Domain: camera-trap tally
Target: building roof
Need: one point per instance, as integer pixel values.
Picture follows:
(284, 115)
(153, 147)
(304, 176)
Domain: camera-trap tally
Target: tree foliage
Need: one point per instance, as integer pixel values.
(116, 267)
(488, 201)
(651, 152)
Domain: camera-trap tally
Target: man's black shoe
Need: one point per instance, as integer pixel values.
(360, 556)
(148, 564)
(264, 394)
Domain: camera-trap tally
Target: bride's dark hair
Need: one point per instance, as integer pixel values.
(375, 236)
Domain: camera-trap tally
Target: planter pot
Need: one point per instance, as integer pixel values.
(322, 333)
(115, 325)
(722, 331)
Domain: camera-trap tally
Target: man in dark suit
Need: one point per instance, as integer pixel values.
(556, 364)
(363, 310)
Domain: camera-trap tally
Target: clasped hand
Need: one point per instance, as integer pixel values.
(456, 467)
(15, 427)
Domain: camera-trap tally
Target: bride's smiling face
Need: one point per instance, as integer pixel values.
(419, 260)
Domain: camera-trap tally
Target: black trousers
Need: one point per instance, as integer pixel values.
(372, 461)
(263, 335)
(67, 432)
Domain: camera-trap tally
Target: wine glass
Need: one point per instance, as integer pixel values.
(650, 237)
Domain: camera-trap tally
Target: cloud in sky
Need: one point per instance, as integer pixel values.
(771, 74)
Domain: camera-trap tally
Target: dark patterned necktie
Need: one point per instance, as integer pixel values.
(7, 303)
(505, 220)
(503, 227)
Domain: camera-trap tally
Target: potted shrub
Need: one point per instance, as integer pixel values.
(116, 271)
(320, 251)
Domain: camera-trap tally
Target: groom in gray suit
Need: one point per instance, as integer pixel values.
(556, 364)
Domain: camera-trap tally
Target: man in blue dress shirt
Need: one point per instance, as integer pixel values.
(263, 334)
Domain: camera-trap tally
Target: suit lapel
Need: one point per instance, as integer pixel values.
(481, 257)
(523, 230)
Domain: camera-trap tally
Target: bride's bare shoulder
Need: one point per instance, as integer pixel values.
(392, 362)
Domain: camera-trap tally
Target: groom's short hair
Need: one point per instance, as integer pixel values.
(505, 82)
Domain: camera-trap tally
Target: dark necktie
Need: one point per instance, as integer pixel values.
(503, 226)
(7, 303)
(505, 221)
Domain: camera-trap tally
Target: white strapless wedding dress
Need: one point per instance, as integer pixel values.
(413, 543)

^^^^

**WHAT YOU SHOULD DO:**
Return the number of lines in the data above that include the word "suit", and nothing else.

**RESPONSE:**
3